____ SOURCE MATERIAL

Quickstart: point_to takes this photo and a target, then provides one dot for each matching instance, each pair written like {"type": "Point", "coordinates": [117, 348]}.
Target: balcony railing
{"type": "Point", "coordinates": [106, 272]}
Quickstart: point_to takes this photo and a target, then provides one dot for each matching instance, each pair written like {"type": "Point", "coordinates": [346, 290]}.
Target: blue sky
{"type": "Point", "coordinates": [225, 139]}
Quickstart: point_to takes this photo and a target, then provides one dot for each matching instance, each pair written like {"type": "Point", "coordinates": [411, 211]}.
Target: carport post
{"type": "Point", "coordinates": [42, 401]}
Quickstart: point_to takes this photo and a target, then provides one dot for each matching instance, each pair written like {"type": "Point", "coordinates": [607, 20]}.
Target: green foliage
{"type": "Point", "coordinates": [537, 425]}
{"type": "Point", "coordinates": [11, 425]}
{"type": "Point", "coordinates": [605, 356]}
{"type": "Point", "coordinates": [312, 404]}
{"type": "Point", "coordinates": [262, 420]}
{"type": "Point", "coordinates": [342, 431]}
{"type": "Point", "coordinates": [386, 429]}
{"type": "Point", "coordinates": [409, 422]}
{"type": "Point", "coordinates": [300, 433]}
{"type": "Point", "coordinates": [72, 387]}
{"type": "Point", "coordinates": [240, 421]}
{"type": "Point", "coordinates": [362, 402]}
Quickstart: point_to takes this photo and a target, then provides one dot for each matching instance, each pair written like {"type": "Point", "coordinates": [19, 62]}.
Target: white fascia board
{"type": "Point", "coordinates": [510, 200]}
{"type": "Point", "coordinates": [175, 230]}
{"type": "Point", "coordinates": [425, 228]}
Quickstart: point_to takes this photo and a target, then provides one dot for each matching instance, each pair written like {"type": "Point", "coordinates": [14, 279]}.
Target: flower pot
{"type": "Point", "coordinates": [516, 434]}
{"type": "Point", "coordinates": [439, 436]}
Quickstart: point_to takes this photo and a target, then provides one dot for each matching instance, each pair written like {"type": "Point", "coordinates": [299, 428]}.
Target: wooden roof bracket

________

What you need to do is repeat every record above exactly.

Quickstart: point_to takes this photo and a target, then provides one dot for each matching instance, each pair written like {"type": "Point", "coordinates": [117, 348]}.
Target: balcony railing
{"type": "Point", "coordinates": [106, 272]}
Quickstart: point_to takes this photo and a target, then provides one dot for each matching instance, each pair written like {"type": "Point", "coordinates": [346, 290]}.
Target: blue sky
{"type": "Point", "coordinates": [225, 139]}
Quickstart: point_to takes this photo and a target, then provides one dot for each matching instance, each pair written like {"type": "Point", "coordinates": [411, 211]}.
Target: carport post
{"type": "Point", "coordinates": [42, 401]}
Quickstart: point_to takes this photo and a target, then provides one dot for each matching instance, each pair written like {"type": "Point", "coordinates": [607, 20]}.
Target: green foliage
{"type": "Point", "coordinates": [537, 425]}
{"type": "Point", "coordinates": [11, 425]}
{"type": "Point", "coordinates": [605, 356]}
{"type": "Point", "coordinates": [312, 404]}
{"type": "Point", "coordinates": [262, 420]}
{"type": "Point", "coordinates": [342, 431]}
{"type": "Point", "coordinates": [386, 429]}
{"type": "Point", "coordinates": [409, 422]}
{"type": "Point", "coordinates": [300, 433]}
{"type": "Point", "coordinates": [72, 387]}
{"type": "Point", "coordinates": [240, 421]}
{"type": "Point", "coordinates": [362, 402]}
Quickstart: point_to takes this photo and a target, then provides one dot for each matching instance, each pair written like {"type": "Point", "coordinates": [19, 62]}.
Target: white fascia board
{"type": "Point", "coordinates": [510, 200]}
{"type": "Point", "coordinates": [175, 230]}
{"type": "Point", "coordinates": [425, 228]}
Quickstart: point_to takes this photo and a target, then provides one dot for each matching instance, each pair written like {"type": "Point", "coordinates": [14, 279]}.
Target: flower pot
{"type": "Point", "coordinates": [516, 434]}
{"type": "Point", "coordinates": [439, 436]}
Quickstart: point_to takes this photo and a target, then provides one dot for each matching instance, each pair written like {"type": "Point", "coordinates": [299, 428]}.
Target: wooden roof bracket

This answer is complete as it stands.